◆ **EXERCISE OBJECTIVE**
Whatever runs from the line with "Would you mind tagging the water wheel paddle" to the end of the records below must be copied exactly, with nothing else included.

--

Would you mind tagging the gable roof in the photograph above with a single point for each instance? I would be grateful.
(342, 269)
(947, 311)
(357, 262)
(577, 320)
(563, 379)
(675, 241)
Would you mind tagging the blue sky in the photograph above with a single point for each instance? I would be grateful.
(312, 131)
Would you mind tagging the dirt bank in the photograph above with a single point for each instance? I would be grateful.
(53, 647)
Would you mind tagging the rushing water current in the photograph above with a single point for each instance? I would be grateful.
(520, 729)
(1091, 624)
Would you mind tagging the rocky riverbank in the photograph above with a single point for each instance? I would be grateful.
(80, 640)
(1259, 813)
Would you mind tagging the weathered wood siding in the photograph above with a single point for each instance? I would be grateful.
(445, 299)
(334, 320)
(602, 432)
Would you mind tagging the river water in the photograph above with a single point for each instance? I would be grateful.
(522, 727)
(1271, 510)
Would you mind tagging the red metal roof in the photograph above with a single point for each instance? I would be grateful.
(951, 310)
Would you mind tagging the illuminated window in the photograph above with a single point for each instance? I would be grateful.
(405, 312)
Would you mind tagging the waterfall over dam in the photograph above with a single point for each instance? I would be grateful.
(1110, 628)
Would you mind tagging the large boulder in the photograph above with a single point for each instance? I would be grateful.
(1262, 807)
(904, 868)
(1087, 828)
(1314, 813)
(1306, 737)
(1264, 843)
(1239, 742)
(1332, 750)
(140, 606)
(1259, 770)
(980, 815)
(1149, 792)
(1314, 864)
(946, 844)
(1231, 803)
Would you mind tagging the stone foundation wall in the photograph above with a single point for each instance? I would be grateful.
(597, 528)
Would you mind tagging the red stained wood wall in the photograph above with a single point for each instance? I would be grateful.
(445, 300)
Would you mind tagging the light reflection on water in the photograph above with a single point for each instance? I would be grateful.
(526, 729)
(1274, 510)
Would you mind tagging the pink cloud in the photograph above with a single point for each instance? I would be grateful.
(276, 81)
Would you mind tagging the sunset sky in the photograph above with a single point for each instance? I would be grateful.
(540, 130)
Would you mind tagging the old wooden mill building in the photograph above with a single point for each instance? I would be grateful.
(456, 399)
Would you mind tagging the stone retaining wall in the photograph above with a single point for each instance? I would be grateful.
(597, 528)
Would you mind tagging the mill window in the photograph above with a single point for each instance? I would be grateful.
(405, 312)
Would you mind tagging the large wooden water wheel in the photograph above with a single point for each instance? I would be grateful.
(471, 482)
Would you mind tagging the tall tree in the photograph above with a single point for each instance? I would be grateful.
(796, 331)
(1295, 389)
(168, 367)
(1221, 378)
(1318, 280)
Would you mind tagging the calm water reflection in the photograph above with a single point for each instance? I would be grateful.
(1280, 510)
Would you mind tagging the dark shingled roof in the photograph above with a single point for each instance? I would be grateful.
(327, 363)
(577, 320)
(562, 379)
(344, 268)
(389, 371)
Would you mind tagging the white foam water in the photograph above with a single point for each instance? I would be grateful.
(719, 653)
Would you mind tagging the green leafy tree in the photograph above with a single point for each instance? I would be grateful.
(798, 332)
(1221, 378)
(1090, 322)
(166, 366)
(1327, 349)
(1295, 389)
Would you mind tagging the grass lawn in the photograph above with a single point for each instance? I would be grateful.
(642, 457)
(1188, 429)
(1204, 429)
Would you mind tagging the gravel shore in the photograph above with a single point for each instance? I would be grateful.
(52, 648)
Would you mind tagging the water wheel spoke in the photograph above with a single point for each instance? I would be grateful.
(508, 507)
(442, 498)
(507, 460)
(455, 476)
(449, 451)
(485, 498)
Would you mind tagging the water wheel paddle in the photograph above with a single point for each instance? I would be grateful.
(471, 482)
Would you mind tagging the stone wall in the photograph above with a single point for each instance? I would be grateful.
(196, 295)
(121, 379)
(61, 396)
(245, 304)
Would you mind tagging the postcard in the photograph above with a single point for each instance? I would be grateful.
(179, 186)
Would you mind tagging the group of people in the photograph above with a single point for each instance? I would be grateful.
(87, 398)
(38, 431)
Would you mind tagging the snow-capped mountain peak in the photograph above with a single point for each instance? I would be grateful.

--

◆ **WRITTEN RESPONSE**
Would you mind tagging the water wheel paddle in the photograph above with a single point for each instance? I would be grateful.
(471, 482)
Would you mind tagging the stone wall in the photograph above with a single point for each instance? I would be grateful.
(196, 295)
(121, 379)
(61, 396)
(245, 304)
Would you mind tagging the postcard in the photograph above with a single point for each instance? I would be grateful.
(179, 186)
Would you mind tagging the group of people in the photograph above with a single point for each instance? I would be grateful.
(87, 398)
(38, 431)
Would you mind tagging the snow-capped mountain peak in the photograph above with a single point for each instance? I would be grateful.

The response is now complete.